## Given problem A
From the blog post on installing htop, retype the passage that begins at the words "There are a" and stops after the words "simple as that.".
## Given problem B
Answer these from the blog post on installing htop, one answer per line:
(i) Which htop version does the wget command download?
(ii) What prefix is given to ./configure?
(iii) Besides ROCKS, which other system does the note say the steps also work on?
## Given problem C
Translate this sentence from the blog post on installing htop into Spanish: "There are a number of performance monitor tools in the debian repos."

## Extracted text

Showing posts with label rockscluster. Show all posts
Showing posts with label rockscluster. Show all posts

13 March 2012

106. htop 1.0.1 and sinfo-0.0.45 on rock 5.4.3/centos 5.6

There are a number of performance monitor tools in the debian repos. ROCKS 5.4.3/Centos doesn't seem quite as well-equipped.

First out, htop:

htop:
wget http://downloads.sourceforge.net/project/htop/htop/1.0.1/htop-1.0.1.tar.gz
tar -xvf htop-1.0.1.tar.gz
cd htop-1.0.1/
./configure --prefix=/home/me/.htop
make
make install

It's as simple as that.
Add e.g.
alias htop='/home/me/.htop/bin/htop'
to your ~/.bashrc
Note: this works on Scientific Linux (boron) 5.4 as well.

sinfo:
Update 13/03/2012:
Sinfo <0.0.44 has IPv6 enabled by default.

## Given material
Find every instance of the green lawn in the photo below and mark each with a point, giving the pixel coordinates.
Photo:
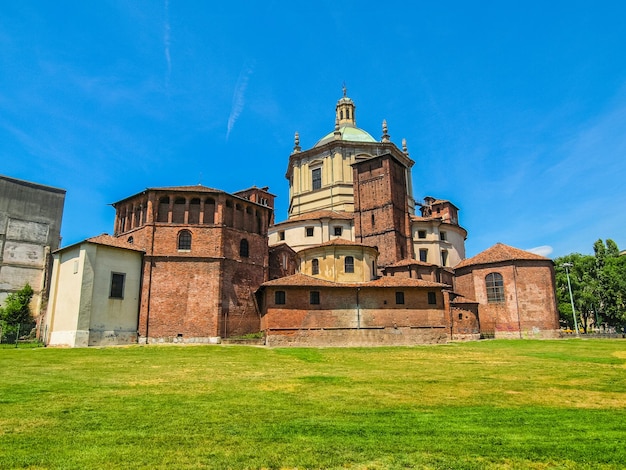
(491, 404)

## Final result A
There are a number of performance monitor tools in the debian repos. ROCKS 5.4.3/Centos doesn't seem quite as well-equipped.

First out, htop:

htop:
wget http://downloads.sourceforge.net/project/htop/htop/1.0.1/htop-1.0.1.tar.gz
tar -xvf htop-1.0.1.tar.gz
cd htop-1.0.1/
./configure --prefix=/home/me/.htop
make
make install

It's as simple as that.

## Final result B
(i) 1.0.1
(ii) /home/me/.htop
(iii) Scientific Linux (boron) 5.4

## Final result C
Hay varias herramientas de monitoreo de rendimiento en los repositorios de Debian.